After a series of piecemeal announcements from different hardware vendors over the past year, the future of High Bandwidth Memory 2 (HBM2) is finally coming into focus. Continuing the industry’s ongoing momentum with HBM2 technology, late last month JEDEC published an updated revision of the HBM2 standard. The updated standard added support for even faster memory speeds of up to 3.2Gbps/pin, and in the process pushed the fastest speed for a complete stack of HBM2 memory to 410GB/sec. Meanwhile the memory manufacturers themselves have been preparing for this moment for a while, and Samsung has put out their own matching announcement regarding their Flashbolt HBM2 memory.
────────
[Stated goal 1] List every distinct name of an organization, technology, or product that appears in the HBM2 passage.
[Stated goal 2] Carry the HBM2 passage forward from its final sentence.

[Available data]
────────
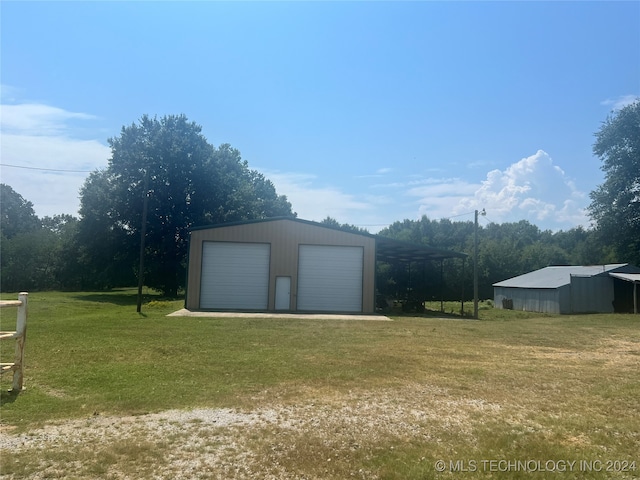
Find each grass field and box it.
────────
[Task response 1]
High Bandwidth Memory 2
HBM2
JEDEC
Samsung
Flashbolt

[Task response 2]
First and foremost, let’s dive into the latest version of the HBM2 standard. JESD235C, as it’s officially called, is a relatively small update to the HBM2 standard. After introducing more sizable changes a couple of years back with 12-Hi memory stacks, expanding both the speed and capacity of HBM2 memory, the latest revision is a more measured update focusing on performance.

The biggest change here is that the HBM2 standard has officially added support for two higher data rates, bringing 2.8Gbps/pin and 3.2Gbps/pin into the standard. Coming from the previous standard’s maximum rate of 2.4Gbps/pin, this represents an up-to 33% increase in memory bandwidth in the case of 3.2Gbps HBM2. Or to put this in more practical numbers, a single stack of 3.2Gbps HBM2 will deliver 410GB/sec of bandwidth, up from 307GB/sec in the last standard. Which for a modern, high-end processor supporting 4 stacks (4096-bit) of memory, this brings the aggregate bandwidth available to a whopping 1.64 TB/sec.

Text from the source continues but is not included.